*Liste des consignes:*
- A) D'après le portrait, en quelle année et à quel âge Mohamed rejoint-il l'Union des forces démocratiques de Guinée ?
- B) Dans le portrait, résumez sous forme de liste le paragraphe qui commence par « Mohamed est né en 1998 », en gardant ses faits principaux.
- C) Recopiez fidèlement le passage du portrait, de « Portrait – De » à « le domaine musical. ».

*Extrait du texte:*
Portrait – De Conakry à Paris, une question de survie pour Mohamed

Nous sommes le 29 mars 2024. Il est aux alentours de 15 heures. Lorsque je retrouve Mohamed, il a déjà un large sourire. Sa silhouette est longiligne, une barbe peu fournie encadre le bas de son visage, jusqu’à ses oreilles. Il revient d’un rendez-vous à la préfecture de Paris pour y déposer ses empreintes, lançant ainsi la procédure de sa demande de titre de séjour.

Mohamed est né en 1998, à Conakry, la capitale de la Guinée. Avec ses parents et ses six frères et sœurs, ils habitent à Matoto, dans le quartier de Bessia Kondbounyi. Matoto est l’une des six communes qui constituent la capitale. Mohamed s’investit très rapidement dans le domaine musical.

« C’est à travers mes paroles que j’arrive à faire passer des messages politiques aux jeunes », explique-t-il. Un engagement politique qu’il va développer. En 2016, à 18 ans, il rejoint le parti d’opposition de l’Union des forces démocratiques de Guinée (UFDG). Il y entre en tant que simple militant, puis en devient le secrétaire de l’information.

Déjà, la situation politique et sociale du pays le révolte. « En Guinée, nous devons revendiquer nos droits tous les jours : un bon logement, un bon salaire, manifester. Le gouvernement d’Alpha Condé n’a aucun respect pour la démocratie », se révolte-t-il. À Conakry, les manifestations sont quotidiennes. Mohamed y participe activement et se fait peu à peu connaître à Bessia Kondbounyi. C’est le quartier où l’on compte le plus de soutiens d’Alpha Condé, président depuis 2010. Ses engagements politiques et artistiques font alors de Mohamed une cible pour les militants locaux du régime.

Un engagement politique dangereux

En juillet 2018, lors d’une manifestation dans Matoto, Mohamed est arrêté avec plusieurs autres personnes. « Il y a des arrestations tous les jours, sans raison. Il n’y aucun procès ni jugement quand tu te fais arrêter, précise Mohamed. Tu es directement emprisonné, sans même savoir pourquoi. » Il passe deux mois dans une prison à Conakry, avec une quinzaine de personnes, sans aucune visite ni nouvelle de ses proches. Il subit des insultes et des violences physiques à répétition. « La police se sert des détenus pour manipuler la population : ils te prennent en photo, avec une affiche où il est inscrit un appel à ne pas manifester. Puis, ces photos sont publiées sur les réseaux sociaux », décrit Mohamed.

*Données:*
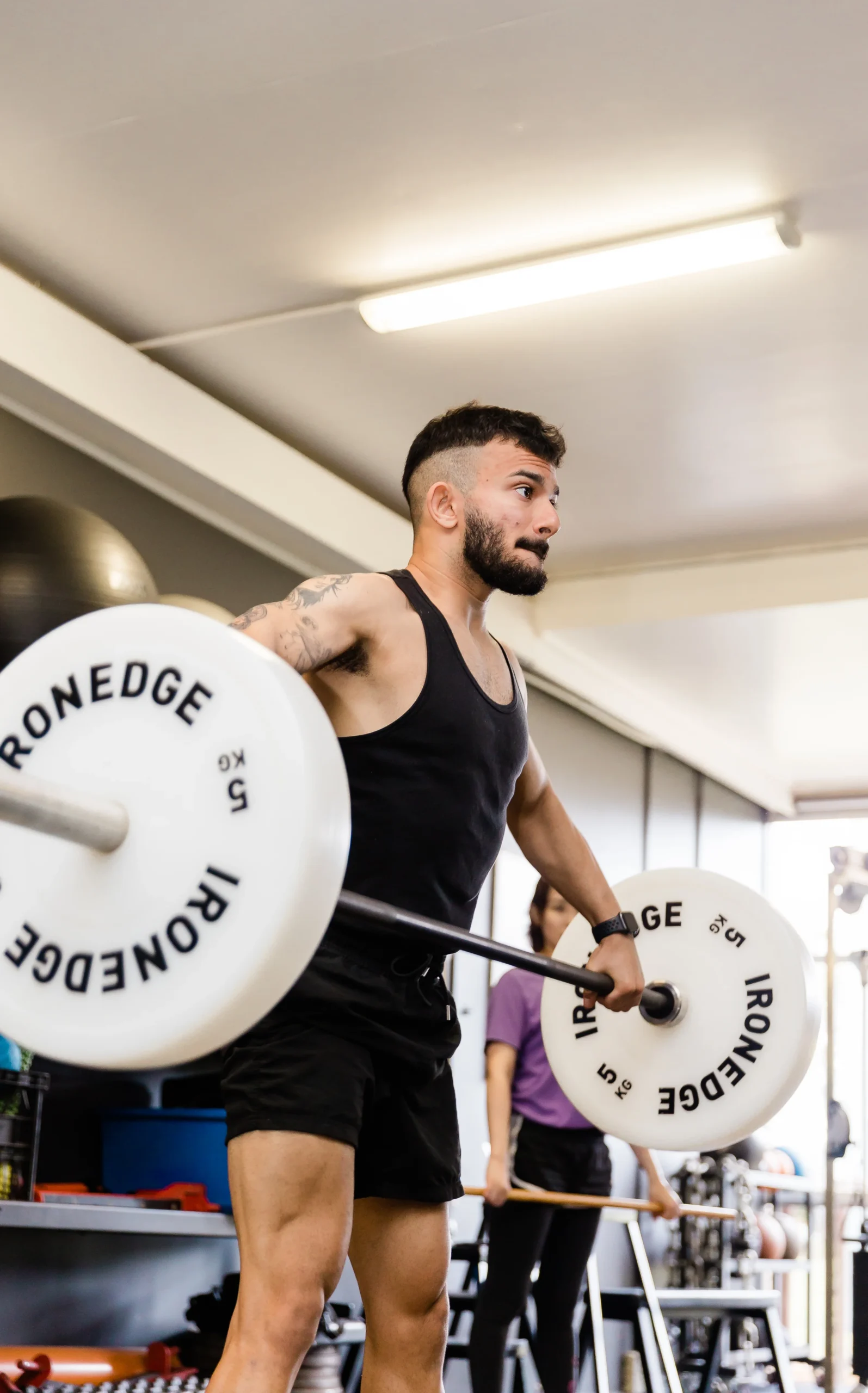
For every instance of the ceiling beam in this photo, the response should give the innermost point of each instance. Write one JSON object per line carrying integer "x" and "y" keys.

*Corrigé:*
- A) En 2016, à 18 ans.

- B)
- Naissance en 1998 à Conakry, capitale de la Guinée.
- Vit avec ses parents et ses six frères et sœurs.
- Domicile à Matoto, l'une des six communes de la capitale, dans le quartier de Bessia Kondbounyi.
- S'investit très rapidement dans la musique.

- C)
Portrait – De Conakry à Paris, une question de survie pour Mohamed

Nous sommes le 29 mars 2024. Il est aux alentours de 15 heures. Lorsque je retrouve Mohamed, il a déjà un large sourire. Sa silhouette est longiligne, une barbe peu fournie encadre le bas de son visage, jusqu’à ses oreilles. Il revient d’un rendez-vous à la préfecture de Paris pour y déposer ses empreintes, lançant ainsi la procédure de sa demande de titre de séjour.

Mohamed est né en 1998, à Conakry, la capitale de la Guinée. Avec ses parents et ses six frères et sœurs, ils habitent à Matoto, dans le quartier de Bessia Kondbounyi. Matoto est l’une des six communes qui constituent la capitale. Mohamed s’investit très rapidement dans le domaine musical.